On the Validity of Animal Studies

One of the distinguishing differences between humans and animals is the use of language. Using an Information Theory approach, Reznikova (2006) concludes that animals produce no syntax and provide little evidence for the learning and modification of signals (Reznikowa, 2006, p. 9), a notion shared by Seyfarth and Cheney (2009) who state that learned, flexible vocal production is relatively rare. A predictable, communicative system is absent in the animal world (Seyfarth & Cheney, 2009, p. 97-98) while signals are limited to specific contexts such as greetings, infant distress or predator alarm (Marler & Tenaza, 1977; Snowdon, 1986).

Human language development, by contrast, is tied to the development of Theory of Mind (ToM) skills (Miller, 2006). Language acquisition by reinforcement (Skinner, 1957) can neither sufficiently account for the semantic and pragmatic dimensions of coordinated human speech, nor for the meta-contextual quality of its acts (Chomsky, 1983; Searle, 1969). By ignoring cognitive development (Skinner, 1950), behaviorism deprives itself of fully understanding the role of behavior such as e.g., children’s joint attention, engaging in imitation and play-behavior, not only as precursors to language but for the parallel development of mental abilities (Charman et al., 2000).

• TASK A: In the passage on the validity of animal studies, which specific contexts are animal signals said to be limited to?
• TASK B: Extend the passage on the validity of animal studies, picking up after its final sentence.

• RECORDED INFORMATION:
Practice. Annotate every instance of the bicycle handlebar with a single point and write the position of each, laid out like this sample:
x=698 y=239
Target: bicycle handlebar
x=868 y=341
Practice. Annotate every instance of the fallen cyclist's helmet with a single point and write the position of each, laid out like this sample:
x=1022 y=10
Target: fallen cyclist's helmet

• RESPONSE BOX A: Greetings, infant distress, and predator alarm.

• RESPONSE BOX B:
Animal studies can be compromised by animals being exposed to uncontrolled pain and stress variables (Rollin, 2006, p.293; see also Watanabe, 2007). An anthropomorphized interpretation can furthermore lead to biased reporting. For example Martin Seligman’s behavioral dog experiment (Seligman, 1975) follows such anthropomorphism. Seligman found that when animals were given electrical shocks that they were not able to prevent (and subsequently surrendered in apathy) they tended to react similarly inactive in situations where they could have avoided punishment. Seligman concluded that the same was true for humans who suffer from depression in the form of ‘learned helplessness’. However, the experiment could likewise be interpreted that the animals were simply conditioned to accept new thresholds for enduring pain, that they had been traumatized or both. Besides, drawing inferences from animal reactions for human mind states and motivation seems far-fetched and impossible to prove. Some years later Seligman distanced himself from his original research findings (Abramson et al., 1978).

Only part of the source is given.